(SM-2408) Azure Databricks

Table of Contents:

1. Prerequisites on Azure portal

For the creation of Azure Databricks workspace and cluster refer to Get started with Azure Databricks - Azure Databricks documentation.

Access the Databricks workspace, to create a new computing cluster or start an existing one.

Your account must have Owner or Contributor privileges on Databrick's workspace to be able to access it.
By default, the Azure Databricks cluster is not running. Either create a new cluster or start the existing one (be sure to change the cluster filter to show all clusters).

In Advanced Options of the cluster set up Spark config for a connection to ADLS Gen 2 storage. The configuration is a set of a key:value pairs separated by single spaces. OAuth parameter values are the same as credentials used in ADLS.

================

Work to do:
• a. Answer these questions from the Azure Databricks page:
(i) Which privileges must your account have on the Databricks workspace to access it?
(ii) Is the Azure Databricks cluster running by default?
(iii) What separates the key:value pairs in the Spark config?
• b. Copy the Azure Databricks page from "Access the Databricks" up to and including "to access it.", renaming "workspace" to "environment".

Supplied material:
================

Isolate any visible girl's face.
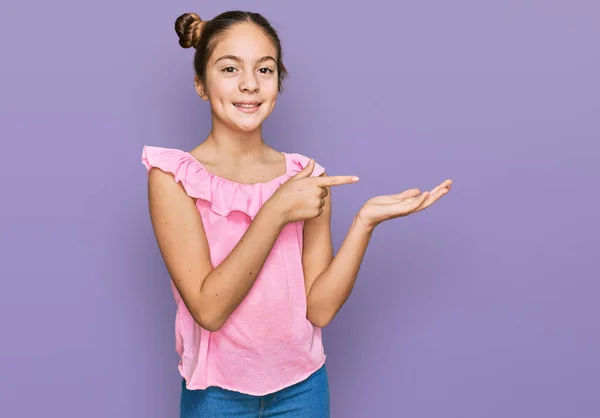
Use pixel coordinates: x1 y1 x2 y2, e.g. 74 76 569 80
196 23 278 132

================

Solutions:
• a.
(i) Owner or Contributor privileges.
(ii) No, it is not running by default.
(iii) Single spaces.

• b.
Access the Databricks environment, to create a new computing cluster or start an existing one.

Your account must have Owner or Contributor privileges on Databrick's environment to be able to access it.